** START Excerpted text **

# Do's and don'ts (How to write it.)



## SwissPete

How would you write it?

Do's and don'ts
Dos and donts
Do's and don't's



Thanks


----------



## Dimcl

SwissPete said:


> How would you write it?
> 
> Do's and don'ts
> Dos and donts
> Do's and don't's
> 
> 
> 
> Thanks


 
What do you think, logically, SwissPete?


----------



## SwissPete

Well, since the plural of DO should be DOS (without an apostrophe), I would tend to go with *dos and don'ts*.


----------



## Dimcl

SwissPete said:


> Well, since the plural of DO should be DOS (without an apostrophe), I would tend to go with *dos and don'ts*.


 
That's what I would use, as well.


----------



## hklass

Agreed...Dos and Don'ts


----------



## panjandrum

The "rule" in this situation is to use an apostrophe if it helps avoid confusion.
I am confused by dos, so I would always write do's.
I am not confused by don'ts, so I happily write don'ts.

So if in some bizarre universe I had to use this expression, I would write do's and don'ts.


----------



## Dimcl

panjandrum said:


> The "rule" in this situation is to use an apostrophe if it helps avoid confusion.


 
"Here is a list of the dos and don'ts of polite dining";
"Here are the dos and don'ts of safe driving";
The dos and don'ts of pet care are:..."

I can't imagine in what context this would be confusing...


----------



## panjandrum

If I see dos I think "disc operating system".


----------



## Loob

Here's another vote for do's and don'ts.

I would put the apostrophe in do's for the same reason that I would write dot the i's and cross the t's - because, momentarily, "dos" would lead me to misinterpret what was written _(oh, you mean "dos" as in MS-DOS?)_ 

I only use the apostrophe for plurals if there's a possibility of confusion without it - which is why I wouldn't use it for don'ts.


----------



## juandiego

panjandrum said:


> So if in some bizarre universe I had to use this expression, I would write do's and don'ts.



There's a Joe Strummer and the Mescaleros song called "Long shadow" that goes:
_The devil may care –maybe god he won’t
Better you make sure you check on 
the do’s and don’ts_

So, I thought it was an idiom.


----------



## panjandrum

The difference could be, once again, the difference in punctuation styles between AE and BE.


----------



## Loob

juandiego said:


> So, I thought it was an idiom.


It is an idiom, juandiego.  It's just said more often than it's written


----------



## Tim~!

Loob said:


> Here's another vote for do's and don'ts.


Ditto, for the reasons outlined by panjandrum.



> I only use the apostrophe for plurals if there's a possibility of confusion without it - which is why I wouldn't use it for don'ts.


And why I also write it in the expression "Mind one's p's and q's."


----------



## johndot

I agree absolutely that the title of the thread is written correctly.
 
However, confusion can arise if the two words are separated (for whatever reason). After all, what is a _dos_? A short night on the tiles? And what are _don’ts_? Donuts with a missing bit?

** END Excerpted text **
** START Recorded data **

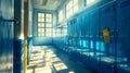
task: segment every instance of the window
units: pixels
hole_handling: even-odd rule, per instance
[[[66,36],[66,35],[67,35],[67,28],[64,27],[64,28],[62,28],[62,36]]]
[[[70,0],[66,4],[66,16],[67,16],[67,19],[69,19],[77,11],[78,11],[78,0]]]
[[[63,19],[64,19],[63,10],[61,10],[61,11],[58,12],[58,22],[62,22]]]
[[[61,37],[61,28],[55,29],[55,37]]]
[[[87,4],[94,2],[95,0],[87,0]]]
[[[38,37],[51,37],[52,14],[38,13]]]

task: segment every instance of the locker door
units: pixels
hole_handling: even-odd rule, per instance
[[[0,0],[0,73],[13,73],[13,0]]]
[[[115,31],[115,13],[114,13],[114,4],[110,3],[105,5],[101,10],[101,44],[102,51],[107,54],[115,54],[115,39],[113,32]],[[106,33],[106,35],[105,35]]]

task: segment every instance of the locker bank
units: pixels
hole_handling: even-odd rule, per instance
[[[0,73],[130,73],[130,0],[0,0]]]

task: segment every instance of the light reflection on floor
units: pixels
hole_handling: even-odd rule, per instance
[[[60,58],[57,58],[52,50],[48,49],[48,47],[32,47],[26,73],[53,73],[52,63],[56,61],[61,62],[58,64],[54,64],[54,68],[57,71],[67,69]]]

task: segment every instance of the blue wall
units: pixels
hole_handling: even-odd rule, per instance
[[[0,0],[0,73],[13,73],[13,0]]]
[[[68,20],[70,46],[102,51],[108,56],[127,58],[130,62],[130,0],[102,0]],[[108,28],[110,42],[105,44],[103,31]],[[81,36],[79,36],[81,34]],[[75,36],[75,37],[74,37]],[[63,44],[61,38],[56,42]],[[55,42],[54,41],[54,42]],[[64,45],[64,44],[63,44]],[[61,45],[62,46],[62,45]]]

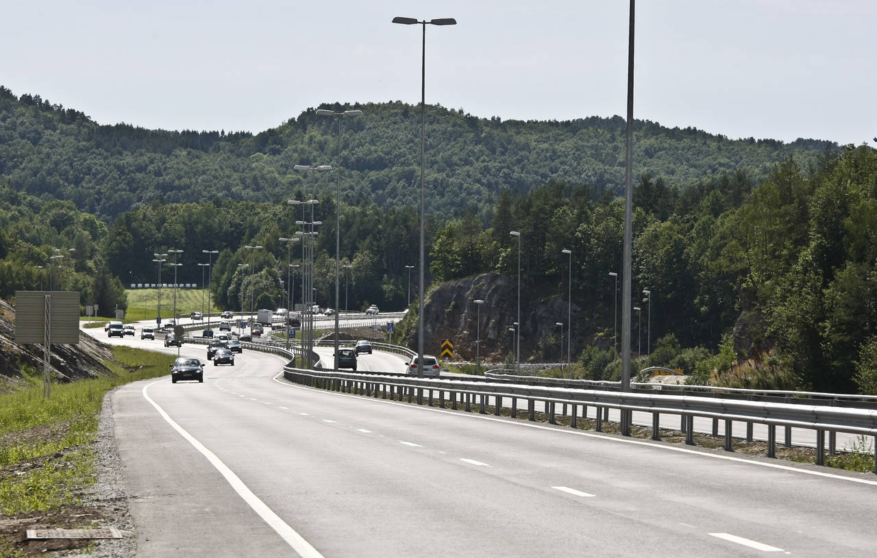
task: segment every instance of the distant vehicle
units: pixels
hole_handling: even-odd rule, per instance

** END Recorded data **
** START Recorded data **

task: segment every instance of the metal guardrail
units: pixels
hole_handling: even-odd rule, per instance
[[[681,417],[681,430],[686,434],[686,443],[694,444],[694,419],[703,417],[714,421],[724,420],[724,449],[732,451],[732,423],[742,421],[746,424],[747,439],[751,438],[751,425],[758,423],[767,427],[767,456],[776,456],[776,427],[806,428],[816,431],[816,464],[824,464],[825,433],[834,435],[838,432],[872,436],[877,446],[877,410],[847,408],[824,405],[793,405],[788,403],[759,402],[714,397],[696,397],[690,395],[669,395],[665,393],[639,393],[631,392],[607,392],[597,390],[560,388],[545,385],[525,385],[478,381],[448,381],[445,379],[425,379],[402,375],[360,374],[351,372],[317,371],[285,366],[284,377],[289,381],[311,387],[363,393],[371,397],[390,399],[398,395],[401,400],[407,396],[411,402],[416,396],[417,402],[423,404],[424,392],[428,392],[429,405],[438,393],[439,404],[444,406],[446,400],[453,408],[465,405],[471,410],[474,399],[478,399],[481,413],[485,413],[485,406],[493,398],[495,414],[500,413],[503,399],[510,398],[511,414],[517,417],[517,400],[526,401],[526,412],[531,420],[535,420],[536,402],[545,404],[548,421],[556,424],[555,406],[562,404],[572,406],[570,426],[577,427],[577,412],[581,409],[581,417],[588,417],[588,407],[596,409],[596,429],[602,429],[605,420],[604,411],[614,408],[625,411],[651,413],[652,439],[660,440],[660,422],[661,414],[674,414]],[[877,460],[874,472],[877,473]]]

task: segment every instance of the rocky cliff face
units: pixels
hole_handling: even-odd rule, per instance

** END Recorded data **

• [Goals]:
[1] Scale the records from the line containing "task: segment every instance of the window" down to the line containing "[[[0,73],[130,73],[130,0],[0,0]]]", both included. Write all those lines out again with their requests, multiplying every coordinate in the answers by 0.65 and rounding to whole numbers, halves up.
[2] Pick up the forum thread on how to write "do's and don'ts" from where it stops.

• [Solved problems]:
[1]
task: segment every instance of the window
units: pixels
hole_handling: even-odd rule, per instance
[[[43,23],[43,23],[44,23],[44,18],[42,18],[42,18],[40,18],[40,23]]]
[[[46,0],[43,3],[43,10],[44,10],[44,12],[45,12],[50,7],[51,7],[51,0]]]
[[[41,12],[42,12],[41,7],[40,7],[40,7],[38,8],[38,14],[40,14]]]
[[[40,24],[40,18],[36,19],[36,24]]]
[[[57,3],[61,1],[62,0],[57,0]]]
[[[25,24],[33,24],[34,9],[25,8]]]

task: segment every instance of the locker door
units: pixels
hole_handling: even-odd rule, per instance
[[[0,0],[0,47],[8,47],[8,0]]]
[[[75,20],[75,8],[74,8],[74,3],[72,2],[68,3],[66,7],[66,29],[66,33],[70,35],[75,35],[75,25],[73,21]],[[69,21],[69,23],[68,23]]]

task: segment every instance of the locker bank
units: pixels
hole_handling: even-odd rule, per instance
[[[0,47],[85,47],[85,0],[0,0]]]

[2]
 
Normally they’re not separated, of course. But what about _why is he list of dos longer than the don’ts?_


----------



## Dimcl

Using "dos" in a standalone manner _might _lead to confusion (with "and don'ts" in there, I'm not sure how, but I'm willing to grant that).  With all due respect to the argument that it's less confusing to use the apostrophe, however, I honestly don't see how using "dos and don'ts" in any kind of reasonable context could lead anyone to becoming confused.


----------



## Loob

johndot said:


> I agree absolutely that the title of the thread is written correctly.
> 
> However, confusion can arise if the two words are separated (for whatever reason). After all, what is a _dos_? A short night on the tiles? And what are _don’ts_? Donuts with a missing bit?
> 
> Normally they’re not separated, of course. But what about _why is he list of dos longer than the don’ts?_


Johndot, I'm a bit confused by the "however" in your post.

I think you're saying that the apostrophe in do's is written correctly.

And that it's particularly helpful if the words do's and don'ts are separated, as in: _why is the list of do's longer than the [list of] don’ts?_

Have I understood you correctly?


----------



## johndot

Oops, sorry Loob (and everybody); what I meant to write was “I agree absolutely that the title of the thread is written correctly by SwissPete (post #3).”
 
I can’t believe I did that.__


----------



## ewie

_Do_ is the only *word* I can think of off-hand that I would pluralize with an apostrophe, so _do's and don'ts_. (I've had this problem before trying to pluralize the word _do_ ~ as in "I've been to some funny _do__s_ in my time": _do_ in my part of the world means 'celebration, party, get-together _[etc.]_'. _Dos_ looks like: (a) something un-English, namely (b) Spanish _two, _and (c) Portuguese _of the [pl.]_; and (d) _does_ are female deer ... as in _Do a deer, a female deer, Re a drop of golden sun_. I'll shut up now.)


----------



## SwissPete

From another thread:





panjandrum said:


> Isn't _hair-do_ or _hairdo _rather ancient by now?


What would the plural be, then?


----------



## Loob

SwissPete said:


> From another thread:What would the plural be, then?


For me, hair-dos, because the "hair" gives a sufficient clue to the pronunciation (and therefore the meaning) of the "dos".

But I wouldn't quibble with "hair-do's", because it does remove any possibility of confusion.


----------



## panjandrum

Thanks Loob - that's my answer too.


----------



## aminervi

Hello, does anyone have access to a good old book of grammar? I am not sure if this is a big exception, but I would say that the post by swisspete #3 is correct.
This is why:

  English and US grammar uses the apostrophe in two situations:

1) Saxon genitive, as in "Sarah's room".
2) As an apocope --> the remnants of a letter that dropped, as in "don't do that" = "do not do that".


Therefore "DOS AND DON'TS" seems the most logical option, unless for some reason the plural of "do" can be "does" -- but it seems unlikely [I still have not figured out the potatos/potatoes crux, for that matter], if  we take "Hair-dos" as correct.

I hope this helps.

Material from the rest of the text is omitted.